Items listed in a dataset:
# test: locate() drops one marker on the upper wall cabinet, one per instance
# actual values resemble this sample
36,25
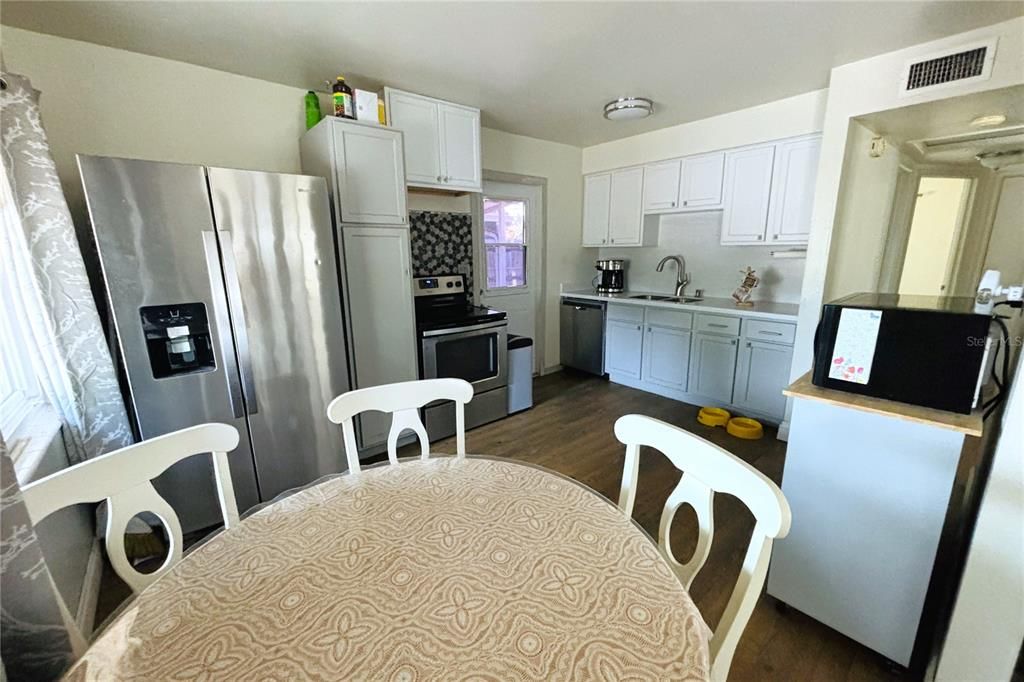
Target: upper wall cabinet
748,190
442,140
769,192
793,190
365,166
700,186
612,213
660,186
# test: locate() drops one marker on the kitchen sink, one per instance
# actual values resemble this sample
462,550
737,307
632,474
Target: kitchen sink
662,297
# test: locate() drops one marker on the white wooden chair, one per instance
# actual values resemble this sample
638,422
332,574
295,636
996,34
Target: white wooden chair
709,469
122,477
402,400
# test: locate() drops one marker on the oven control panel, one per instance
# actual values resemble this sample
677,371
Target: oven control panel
438,285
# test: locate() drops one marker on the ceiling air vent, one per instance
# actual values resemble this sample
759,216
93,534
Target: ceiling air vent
966,64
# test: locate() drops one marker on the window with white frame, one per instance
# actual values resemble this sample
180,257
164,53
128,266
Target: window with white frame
19,391
505,243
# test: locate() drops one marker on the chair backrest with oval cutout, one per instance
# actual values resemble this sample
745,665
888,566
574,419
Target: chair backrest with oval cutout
123,479
708,469
403,401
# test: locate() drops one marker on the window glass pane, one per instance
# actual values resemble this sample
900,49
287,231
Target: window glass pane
506,265
504,221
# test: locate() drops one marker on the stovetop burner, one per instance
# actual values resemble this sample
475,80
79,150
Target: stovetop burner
441,302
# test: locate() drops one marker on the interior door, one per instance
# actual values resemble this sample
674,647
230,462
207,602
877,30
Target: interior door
281,273
509,238
371,174
158,247
460,130
383,328
418,119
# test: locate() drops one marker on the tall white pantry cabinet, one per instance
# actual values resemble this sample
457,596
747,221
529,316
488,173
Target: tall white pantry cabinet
366,171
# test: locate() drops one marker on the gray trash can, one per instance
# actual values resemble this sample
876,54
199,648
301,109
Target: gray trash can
520,373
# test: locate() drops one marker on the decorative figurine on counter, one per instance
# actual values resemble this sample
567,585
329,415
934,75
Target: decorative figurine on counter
741,295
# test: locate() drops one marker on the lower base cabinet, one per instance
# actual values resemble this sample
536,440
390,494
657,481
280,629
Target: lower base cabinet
666,356
664,351
713,368
623,344
761,372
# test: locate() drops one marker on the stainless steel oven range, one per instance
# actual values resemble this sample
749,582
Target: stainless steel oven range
465,341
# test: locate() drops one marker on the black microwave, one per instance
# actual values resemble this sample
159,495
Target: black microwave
925,350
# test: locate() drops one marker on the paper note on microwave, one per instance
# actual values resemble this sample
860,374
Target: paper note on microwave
854,349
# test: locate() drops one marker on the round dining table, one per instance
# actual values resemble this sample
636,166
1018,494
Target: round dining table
445,568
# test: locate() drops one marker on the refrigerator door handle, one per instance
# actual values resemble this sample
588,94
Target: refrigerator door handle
223,323
239,321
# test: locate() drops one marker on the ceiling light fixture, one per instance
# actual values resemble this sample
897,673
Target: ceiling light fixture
990,120
629,108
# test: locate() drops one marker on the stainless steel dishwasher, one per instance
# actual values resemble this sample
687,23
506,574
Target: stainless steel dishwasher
583,335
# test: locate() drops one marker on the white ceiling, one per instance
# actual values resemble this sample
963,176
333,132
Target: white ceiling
538,69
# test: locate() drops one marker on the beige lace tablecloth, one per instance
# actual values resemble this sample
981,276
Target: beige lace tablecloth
440,569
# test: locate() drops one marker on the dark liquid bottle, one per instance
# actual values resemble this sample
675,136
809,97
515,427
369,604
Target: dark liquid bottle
344,104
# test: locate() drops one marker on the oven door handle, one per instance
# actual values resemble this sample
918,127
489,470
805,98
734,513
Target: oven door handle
462,330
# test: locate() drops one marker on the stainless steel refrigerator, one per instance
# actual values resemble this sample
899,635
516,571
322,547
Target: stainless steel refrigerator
224,290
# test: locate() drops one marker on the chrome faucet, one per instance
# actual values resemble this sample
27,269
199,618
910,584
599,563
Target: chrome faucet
682,276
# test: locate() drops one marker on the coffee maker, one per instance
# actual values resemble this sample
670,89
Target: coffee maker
612,275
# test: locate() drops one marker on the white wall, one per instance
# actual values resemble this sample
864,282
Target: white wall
113,102
861,215
712,266
783,118
865,87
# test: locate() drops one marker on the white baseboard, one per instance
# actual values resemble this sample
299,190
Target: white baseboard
85,617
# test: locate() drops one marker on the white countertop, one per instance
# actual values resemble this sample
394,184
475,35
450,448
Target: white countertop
760,309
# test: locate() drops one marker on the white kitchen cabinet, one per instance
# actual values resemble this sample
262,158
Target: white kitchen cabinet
713,367
381,314
666,356
747,194
660,186
596,202
700,185
366,169
762,373
626,208
623,347
442,144
793,190
420,122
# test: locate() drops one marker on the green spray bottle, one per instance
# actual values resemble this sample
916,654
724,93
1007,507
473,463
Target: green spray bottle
312,110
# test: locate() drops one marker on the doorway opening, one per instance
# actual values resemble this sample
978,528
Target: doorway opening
508,238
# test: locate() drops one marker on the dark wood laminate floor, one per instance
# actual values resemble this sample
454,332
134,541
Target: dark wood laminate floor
569,430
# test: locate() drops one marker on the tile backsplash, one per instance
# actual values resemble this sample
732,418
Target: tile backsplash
442,244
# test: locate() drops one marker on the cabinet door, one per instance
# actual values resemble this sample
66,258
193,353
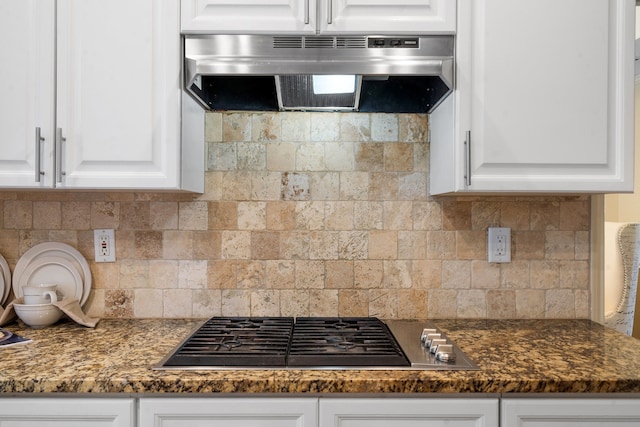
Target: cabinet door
67,412
228,412
118,96
544,96
408,412
26,92
388,17
248,16
570,412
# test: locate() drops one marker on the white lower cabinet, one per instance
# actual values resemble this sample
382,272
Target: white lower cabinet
67,412
323,412
228,412
408,412
560,412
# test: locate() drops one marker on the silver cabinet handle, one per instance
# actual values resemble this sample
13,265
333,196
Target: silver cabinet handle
467,159
306,11
59,140
39,140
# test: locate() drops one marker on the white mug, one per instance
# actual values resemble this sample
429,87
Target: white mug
40,293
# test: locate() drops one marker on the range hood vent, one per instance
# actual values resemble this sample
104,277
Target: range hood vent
411,74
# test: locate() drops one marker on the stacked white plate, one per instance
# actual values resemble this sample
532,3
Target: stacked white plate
5,280
58,263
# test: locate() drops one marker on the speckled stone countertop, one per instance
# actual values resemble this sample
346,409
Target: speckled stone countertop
530,356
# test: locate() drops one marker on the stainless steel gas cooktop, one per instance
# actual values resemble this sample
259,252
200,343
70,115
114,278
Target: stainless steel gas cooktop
316,343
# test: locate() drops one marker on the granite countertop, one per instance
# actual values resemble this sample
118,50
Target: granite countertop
514,356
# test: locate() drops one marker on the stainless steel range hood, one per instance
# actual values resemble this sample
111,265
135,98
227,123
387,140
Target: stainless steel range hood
374,73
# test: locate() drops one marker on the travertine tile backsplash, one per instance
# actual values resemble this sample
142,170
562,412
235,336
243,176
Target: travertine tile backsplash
315,214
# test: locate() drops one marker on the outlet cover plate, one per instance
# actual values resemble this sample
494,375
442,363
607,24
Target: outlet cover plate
105,245
499,244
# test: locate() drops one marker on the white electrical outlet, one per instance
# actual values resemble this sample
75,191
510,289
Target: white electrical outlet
105,245
499,244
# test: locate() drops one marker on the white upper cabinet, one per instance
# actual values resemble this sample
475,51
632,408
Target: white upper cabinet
26,83
319,16
543,99
104,90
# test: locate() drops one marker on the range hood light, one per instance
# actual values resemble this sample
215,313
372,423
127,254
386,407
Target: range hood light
333,84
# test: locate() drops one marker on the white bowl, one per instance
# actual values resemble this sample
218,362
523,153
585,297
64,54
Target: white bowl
38,315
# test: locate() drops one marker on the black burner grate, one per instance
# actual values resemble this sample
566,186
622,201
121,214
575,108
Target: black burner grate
280,342
236,341
353,341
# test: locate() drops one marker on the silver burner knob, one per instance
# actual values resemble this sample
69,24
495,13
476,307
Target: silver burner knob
431,337
445,353
435,344
425,333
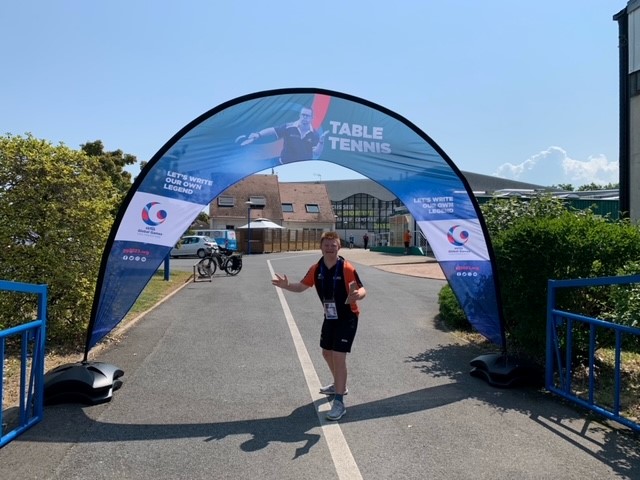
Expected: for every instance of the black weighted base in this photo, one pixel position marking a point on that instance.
(500, 370)
(89, 383)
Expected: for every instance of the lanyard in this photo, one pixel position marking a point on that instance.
(335, 277)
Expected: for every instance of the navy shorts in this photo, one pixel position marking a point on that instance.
(338, 335)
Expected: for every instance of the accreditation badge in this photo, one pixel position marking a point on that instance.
(330, 310)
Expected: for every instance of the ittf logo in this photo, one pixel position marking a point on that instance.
(153, 216)
(457, 236)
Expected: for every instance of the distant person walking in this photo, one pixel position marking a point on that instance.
(339, 288)
(407, 241)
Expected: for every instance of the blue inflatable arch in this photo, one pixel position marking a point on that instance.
(260, 131)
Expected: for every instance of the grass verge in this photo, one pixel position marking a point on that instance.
(156, 290)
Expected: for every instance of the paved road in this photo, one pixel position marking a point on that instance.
(221, 382)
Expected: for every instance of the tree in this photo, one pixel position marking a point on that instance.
(112, 164)
(55, 217)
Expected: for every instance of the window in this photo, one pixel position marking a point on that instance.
(258, 201)
(226, 201)
(312, 208)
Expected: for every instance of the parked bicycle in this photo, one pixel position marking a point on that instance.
(226, 260)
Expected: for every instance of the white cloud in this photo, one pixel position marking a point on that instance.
(554, 166)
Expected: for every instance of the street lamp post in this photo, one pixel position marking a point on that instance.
(250, 205)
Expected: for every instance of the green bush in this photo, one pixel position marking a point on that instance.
(450, 312)
(571, 245)
(539, 240)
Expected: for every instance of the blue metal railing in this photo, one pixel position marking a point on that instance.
(32, 336)
(556, 319)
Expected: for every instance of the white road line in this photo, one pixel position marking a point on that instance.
(343, 460)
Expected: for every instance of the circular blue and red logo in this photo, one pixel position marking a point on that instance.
(153, 216)
(457, 236)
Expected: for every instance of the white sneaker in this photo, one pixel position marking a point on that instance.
(331, 390)
(337, 411)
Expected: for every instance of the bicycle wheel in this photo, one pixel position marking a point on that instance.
(233, 265)
(206, 267)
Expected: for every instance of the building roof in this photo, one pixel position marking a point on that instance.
(301, 194)
(340, 189)
(253, 186)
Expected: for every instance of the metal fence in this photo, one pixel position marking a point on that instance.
(562, 328)
(27, 343)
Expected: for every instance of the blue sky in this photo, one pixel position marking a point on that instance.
(526, 90)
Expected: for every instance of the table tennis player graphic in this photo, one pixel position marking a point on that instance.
(300, 141)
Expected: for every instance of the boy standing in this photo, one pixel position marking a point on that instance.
(339, 288)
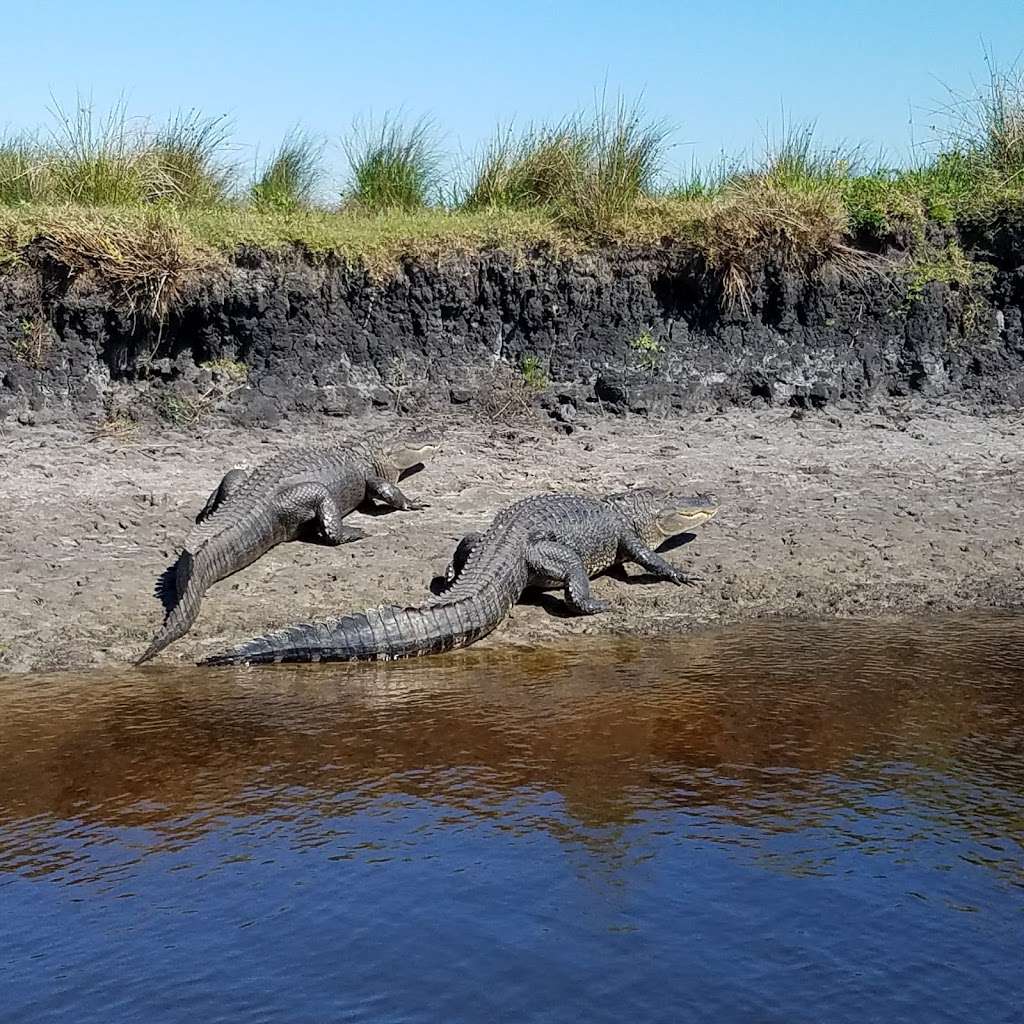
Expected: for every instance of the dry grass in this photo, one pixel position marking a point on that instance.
(146, 257)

◆ WORK REQUEST
For this exercise, please output exactly the lines above starting at the line with "# test: locate() drops one marker on the beige" and ending at the line with "# test: locate() drops one marker on the coffee", ends included.

◆ ANSWER TO THE PROBLEM
# test: locate() drops one marker on the beige lace tablecloth, one per instance
# actual values resemble this sample
981,276
Target: beige lace tablecloth
440,569
# test: locate() drops one marker on the dark liquid bottle, one per instance
# actual values resemble this sample
675,136
809,97
515,427
369,604
Target: dark liquid bottle
344,104
# test: locate() drops one marker on the oven door handle, one per instance
# actual values resemble this sample
918,127
489,470
805,98
734,513
Target: oven door handle
462,330
# test: locate() drops one marker on the stainless steel refrigerator, one per instance
# actual values resemble this sample
899,635
516,571
322,547
Target: stainless steel refrigerator
224,290
# test: locate() drops one marker on the chrome faucet, one per instance
# actual values resemble this sample
27,269
199,618
910,584
599,563
Target: chrome faucet
682,276
# test: locate() drops one marker on the coffee maker, one per instance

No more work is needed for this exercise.